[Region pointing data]
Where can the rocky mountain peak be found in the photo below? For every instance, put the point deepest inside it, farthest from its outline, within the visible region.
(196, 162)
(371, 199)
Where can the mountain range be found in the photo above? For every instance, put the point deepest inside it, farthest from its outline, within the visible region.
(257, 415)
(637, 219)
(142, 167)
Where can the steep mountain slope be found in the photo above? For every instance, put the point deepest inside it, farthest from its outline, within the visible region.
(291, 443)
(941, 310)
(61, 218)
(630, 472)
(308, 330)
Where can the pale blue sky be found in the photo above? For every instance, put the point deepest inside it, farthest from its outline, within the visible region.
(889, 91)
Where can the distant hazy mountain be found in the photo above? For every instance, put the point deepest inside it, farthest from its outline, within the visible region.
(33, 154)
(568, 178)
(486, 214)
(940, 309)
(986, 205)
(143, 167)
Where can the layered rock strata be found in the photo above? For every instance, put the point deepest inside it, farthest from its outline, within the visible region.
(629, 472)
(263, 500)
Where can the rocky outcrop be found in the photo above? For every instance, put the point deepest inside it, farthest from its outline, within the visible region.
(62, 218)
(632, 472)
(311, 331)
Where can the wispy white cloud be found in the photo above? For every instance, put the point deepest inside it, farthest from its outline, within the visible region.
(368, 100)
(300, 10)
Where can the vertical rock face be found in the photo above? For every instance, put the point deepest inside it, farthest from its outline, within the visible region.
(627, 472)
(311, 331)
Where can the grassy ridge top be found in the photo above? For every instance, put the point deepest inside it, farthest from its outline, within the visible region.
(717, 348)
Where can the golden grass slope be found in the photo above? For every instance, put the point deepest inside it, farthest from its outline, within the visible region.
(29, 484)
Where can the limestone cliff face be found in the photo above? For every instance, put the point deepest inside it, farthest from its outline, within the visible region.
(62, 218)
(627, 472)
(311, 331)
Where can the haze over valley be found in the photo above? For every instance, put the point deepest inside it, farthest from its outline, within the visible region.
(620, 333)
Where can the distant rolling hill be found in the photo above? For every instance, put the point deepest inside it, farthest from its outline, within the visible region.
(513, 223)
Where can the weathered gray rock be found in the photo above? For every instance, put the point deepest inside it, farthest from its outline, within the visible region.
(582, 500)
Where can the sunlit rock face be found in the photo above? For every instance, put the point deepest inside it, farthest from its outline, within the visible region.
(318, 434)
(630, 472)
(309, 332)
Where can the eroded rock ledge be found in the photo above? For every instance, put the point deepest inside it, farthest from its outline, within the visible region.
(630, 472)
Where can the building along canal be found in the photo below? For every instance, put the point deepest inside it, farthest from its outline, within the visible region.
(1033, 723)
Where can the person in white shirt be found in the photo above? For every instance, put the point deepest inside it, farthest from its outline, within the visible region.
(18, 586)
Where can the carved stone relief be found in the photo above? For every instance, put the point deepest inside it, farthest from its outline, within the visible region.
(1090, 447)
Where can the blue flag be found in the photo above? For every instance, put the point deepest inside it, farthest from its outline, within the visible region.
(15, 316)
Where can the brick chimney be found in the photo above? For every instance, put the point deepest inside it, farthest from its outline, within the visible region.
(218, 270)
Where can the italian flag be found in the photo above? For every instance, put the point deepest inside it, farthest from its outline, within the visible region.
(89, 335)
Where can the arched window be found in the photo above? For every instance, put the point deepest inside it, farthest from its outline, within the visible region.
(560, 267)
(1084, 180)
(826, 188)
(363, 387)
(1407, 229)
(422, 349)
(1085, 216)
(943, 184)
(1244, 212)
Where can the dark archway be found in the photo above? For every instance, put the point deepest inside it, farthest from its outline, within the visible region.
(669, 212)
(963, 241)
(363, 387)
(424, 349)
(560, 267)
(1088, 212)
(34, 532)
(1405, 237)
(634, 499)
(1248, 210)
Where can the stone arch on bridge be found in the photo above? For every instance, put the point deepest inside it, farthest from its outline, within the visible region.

## Work task:
Please write the data above out again, exactly the same.

## Reply to the exercise:
Where can the rocky mountain peak be found in the photo below? For every instance, put the point deepest inside it, farthest from its outline, within the visible region.
(196, 162)
(371, 199)
Where can the mountain range be found in the photo above? For every instance, put the point deepest inside it, farthest from its outline, within the visible region.
(257, 415)
(637, 219)
(142, 167)
Where can the steep mountain slope be found in the photo above? For every instance, put the point deepest inside it, farthest from its outline, within the visible region.
(291, 443)
(941, 310)
(61, 218)
(630, 472)
(308, 330)
Where can the pale blue sky be found in the photo above? For every instance, put the point deepest inside it, farthest from its outline, within the visible region.
(889, 91)
Where can the distant hazy mountain be found in the photo above? For every instance, put the point deepest inside it, farthest from its outline, within the visible region.
(33, 154)
(568, 178)
(486, 214)
(940, 309)
(986, 205)
(143, 167)
Where can the layered rock strata be found in the photo above? For every instance, put the point deepest inside it, farthest from its outline, within the visible region.
(629, 472)
(263, 500)
Where can the rocky outcrop be found in the photo above? For every instance, put the point deepest inside it, farthest from its outline, within the visible region.
(62, 218)
(632, 472)
(311, 331)
Where can the wispy white cloud be found in the photo above? For every instance, put the point deepest inside it, farthest from its outline, within the visible region.
(368, 100)
(300, 10)
Where can the vertical rock face be found in the photo above? For every instance, put the point deepest inside it, farthest from its outline, within the visible region.
(627, 472)
(311, 331)
Where can the grassy ridge top be found in the photo above? For every instance, put the point deepest inside it, farthest from its outline, within the visible region.
(717, 348)
Where can the golden grass slope be found in the photo above? For every instance, put the point deepest inside it, farthest from its outline, within the visible region.
(29, 484)
Where can the limestone cliff face be found in the photo above? For every instance, put the point deepest inside it, farthest from its outline, within the visible region.
(62, 218)
(627, 472)
(311, 331)
Where can the haze over valley be found in the photo above? For every instance, put the point deepest inside it, farthest from its outline, within the visible region.
(620, 333)
Where can the distant rolling hill be found in the photo above? For every instance, put the point deepest inside it, farthest from its outline, within the visible region.
(513, 223)
Where can the weathered gray rock be found in the photo above? For every instance, put the point deepest inside it, farthest from its outline, within the visible region.
(582, 500)
Where can the sunlit rock face be found in the photo above? For every instance, put the point deepest inside it, farthest from its outline, within the visible region.
(318, 434)
(630, 472)
(309, 332)
Where can the eroded rock ledge be found in the photo above? For every instance, put the point deepest inside it, farthest from its outline, within the visible region.
(630, 472)
Where can the building along canal be found in the photo below? For every instance, put the point deepest inside it, farthest from its outline, within the visible region.
(1033, 723)
Where can the person in white shirt be found in the photo above? For every instance, put the point deepest inside it, farthest from its outline, within the visible region.
(18, 586)
Where can the carved stone relief be found in the photo above? For every instance, put the point deepest inside it, farthest from its outline, within the visible region.
(1090, 447)
Where can the blue flag be found in the photo above? For every instance, put the point deepest inside it, farthest from its outline, within the visible region.
(15, 316)
Where can the brick chimney be found in the photo above? For every instance, put the point deepest inside it, farthest from its outline, within the visible region.
(218, 270)
Where can the italian flag be found in the photo above? For every instance, put the point deepest inside it, farthest from its outline, within the visible region.
(89, 335)
Where can the arched window be found in the photo above? For every instance, put the point deepest inside it, farthest from its outline, within the visible region.
(560, 267)
(1084, 180)
(826, 188)
(363, 387)
(1407, 229)
(422, 349)
(1085, 216)
(943, 184)
(1244, 212)
Where can the dark archway be found in the photo above? For every instance, put the point deepest inside it, farthest from its outline, within the visible region.
(669, 212)
(963, 241)
(363, 387)
(424, 349)
(560, 267)
(1088, 212)
(34, 532)
(1405, 237)
(634, 499)
(1248, 210)
Where can the stone arch on bridge be found in the photo above? For every instance, put the point deepest inside it, farthest from its outline, within the visible region.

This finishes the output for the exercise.